:: Given records
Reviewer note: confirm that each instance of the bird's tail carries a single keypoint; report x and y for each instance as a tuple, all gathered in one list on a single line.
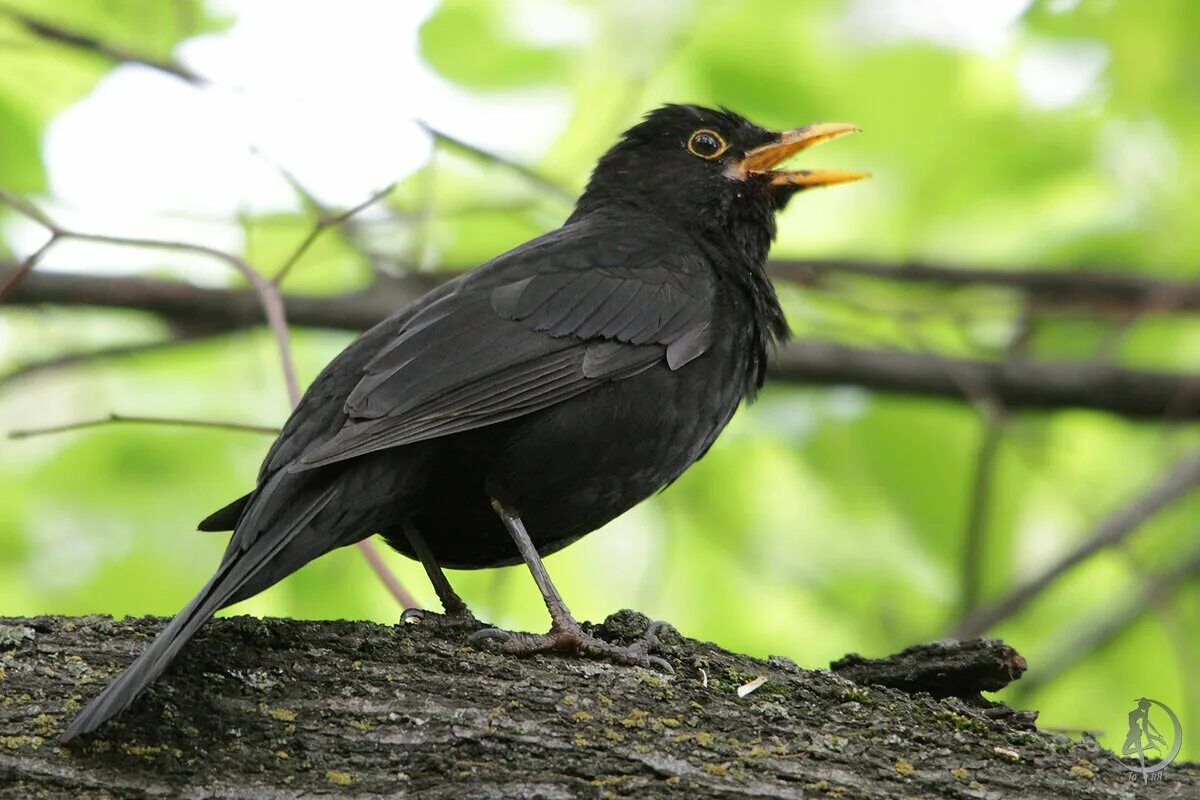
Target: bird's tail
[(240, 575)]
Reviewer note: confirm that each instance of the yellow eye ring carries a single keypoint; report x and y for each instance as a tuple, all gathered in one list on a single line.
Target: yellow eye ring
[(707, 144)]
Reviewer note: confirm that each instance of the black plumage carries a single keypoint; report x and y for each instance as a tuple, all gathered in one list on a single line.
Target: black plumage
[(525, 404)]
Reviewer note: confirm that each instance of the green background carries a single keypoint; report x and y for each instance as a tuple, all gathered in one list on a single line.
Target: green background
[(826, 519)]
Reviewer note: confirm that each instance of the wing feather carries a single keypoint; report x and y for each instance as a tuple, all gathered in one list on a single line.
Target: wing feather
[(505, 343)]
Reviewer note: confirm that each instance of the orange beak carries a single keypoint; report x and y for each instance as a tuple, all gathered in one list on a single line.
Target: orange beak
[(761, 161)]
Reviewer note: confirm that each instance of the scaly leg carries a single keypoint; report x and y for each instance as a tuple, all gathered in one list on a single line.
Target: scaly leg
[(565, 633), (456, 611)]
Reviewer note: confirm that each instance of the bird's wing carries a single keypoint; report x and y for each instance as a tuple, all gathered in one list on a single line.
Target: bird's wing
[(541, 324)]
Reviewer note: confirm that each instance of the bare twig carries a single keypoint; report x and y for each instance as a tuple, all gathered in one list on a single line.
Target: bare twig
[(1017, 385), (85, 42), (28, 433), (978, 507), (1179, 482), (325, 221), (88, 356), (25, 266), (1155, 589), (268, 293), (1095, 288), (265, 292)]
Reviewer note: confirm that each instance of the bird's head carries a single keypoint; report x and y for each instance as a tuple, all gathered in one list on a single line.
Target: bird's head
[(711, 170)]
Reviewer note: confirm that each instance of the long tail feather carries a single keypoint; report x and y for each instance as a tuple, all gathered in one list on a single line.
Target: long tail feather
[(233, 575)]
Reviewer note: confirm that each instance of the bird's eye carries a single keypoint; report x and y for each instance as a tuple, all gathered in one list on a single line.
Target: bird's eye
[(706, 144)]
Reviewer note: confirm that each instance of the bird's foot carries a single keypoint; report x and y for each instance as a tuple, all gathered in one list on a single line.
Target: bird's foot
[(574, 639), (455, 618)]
::::
Format the part of the material that opens with the line containing "Reviewer note: confirm that each instance of the long" and runs through the end of the material as a Markdown table with the columns Row and Text. Number each line in Row, put the line itself in Text, and omit blank lines.

Result below
| Row | Text |
|---|---|
| 1 | Reviewer note: confirm that each instance of the long tail feather carries a single keypoint; report x and y for each instance as a tuple, all gathered in one list on a single line. |
| 2 | Target: long tail feather |
| 3 | [(233, 575)] |
| 4 | Reviewer note: confirm that each instance of the bird's eye carries a single keypoint; report x and y for each instance as a tuple, all gathered in one list on a single line. |
| 5 | Target: bird's eye |
| 6 | [(706, 144)] |
| 7 | Reviewer note: confirm that each instance of the bird's foot carries a single keypoint; report x and y for each instance as a tuple, all gathered in one list on a single line. |
| 8 | Target: bird's foot |
| 9 | [(574, 639), (455, 618)] |